Entries from a pointing dataset
• • • •

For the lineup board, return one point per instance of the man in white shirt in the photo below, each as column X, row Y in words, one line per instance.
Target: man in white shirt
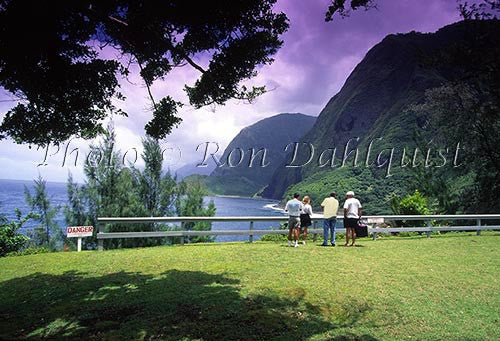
column 294, row 208
column 330, row 207
column 352, row 213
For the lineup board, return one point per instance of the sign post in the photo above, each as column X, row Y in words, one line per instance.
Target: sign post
column 79, row 232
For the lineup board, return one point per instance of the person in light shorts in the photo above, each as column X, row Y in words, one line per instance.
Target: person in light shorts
column 294, row 207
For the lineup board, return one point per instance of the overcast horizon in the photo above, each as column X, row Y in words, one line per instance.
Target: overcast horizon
column 310, row 68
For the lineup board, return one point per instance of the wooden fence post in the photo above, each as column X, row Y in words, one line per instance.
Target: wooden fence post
column 315, row 235
column 250, row 237
column 100, row 242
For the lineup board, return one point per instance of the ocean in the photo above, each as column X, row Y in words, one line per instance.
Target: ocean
column 12, row 197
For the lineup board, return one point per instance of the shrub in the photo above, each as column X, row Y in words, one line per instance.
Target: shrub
column 10, row 239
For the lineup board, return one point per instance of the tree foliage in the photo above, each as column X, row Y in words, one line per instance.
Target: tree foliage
column 112, row 189
column 48, row 232
column 414, row 204
column 54, row 65
column 10, row 239
column 486, row 9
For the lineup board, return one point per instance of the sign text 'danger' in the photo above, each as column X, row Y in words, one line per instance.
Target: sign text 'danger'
column 79, row 231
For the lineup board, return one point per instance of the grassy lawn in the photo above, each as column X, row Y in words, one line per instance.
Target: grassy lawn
column 445, row 287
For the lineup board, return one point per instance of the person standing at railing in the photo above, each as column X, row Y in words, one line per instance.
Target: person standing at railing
column 330, row 207
column 294, row 207
column 305, row 217
column 352, row 213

• • • •

* **WHAT IS EXPECTED**: Rewrite the data above so that "lineup board" becomes "tally sheet" everywhere it appears, changing nothing else. Leave the pictures out of your answer.

* **RESULT**:
For the tally sheet, return one point per instance of the man in white shirt in the photo below, each as column X, row Y in words, one line per instance.
Target: man in white shirt
column 294, row 208
column 330, row 207
column 352, row 213
For the tally sheet, return one point per instance of the sign post in the photo above, each as column X, row Y in words, one line per instance.
Target: sign post
column 79, row 232
For the tally sheet, return one point per instance of the person in light shorts in the photo above, each as column X, row Y in words, one line per instance.
Target: person in light shorts
column 294, row 207
For the tally sheet, return one point per instance of the overcast horizon in the photo above, each as column X, row Y in words, one line per instance.
Target: overcast horizon
column 310, row 68
For the tally sheet, return one point per instance of the wooden fence post in the photo above, each as column X, row Y in words, one line per instance.
Target: wooden fence post
column 315, row 235
column 250, row 237
column 100, row 242
For the tally sheet, return one point per instance of the ocean in the photo above, each as column X, row Y in words, one line per instance.
Target: ocean
column 12, row 197
For the tally sheet, return one point per instance of the shrub in the photo above, each as column X, row Y in words, one line per instance.
Target: shrub
column 10, row 239
For the tally sheet, return one point per instance of the tree foliage in the photo above, each as column X, row Y in words, one line per instance.
Target: tree foliage
column 112, row 189
column 48, row 232
column 414, row 204
column 54, row 65
column 10, row 239
column 486, row 9
For the tally sheet, return one point per instance of the sign text 'danger' in the photo above, each as column X, row Y in words, one line per instance.
Target: sign text 'danger'
column 79, row 231
For the tally sheet, return one point per instance of the grassy lawn in the photo above, each as column X, row Y in words, one line per instance.
Target: grassy lawn
column 445, row 287
For the tally sheet, return one point per instance of the person standing at railing in the photo above, each as column X, row Y in words, one line per instance.
Target: person standing at railing
column 330, row 207
column 294, row 207
column 305, row 217
column 352, row 213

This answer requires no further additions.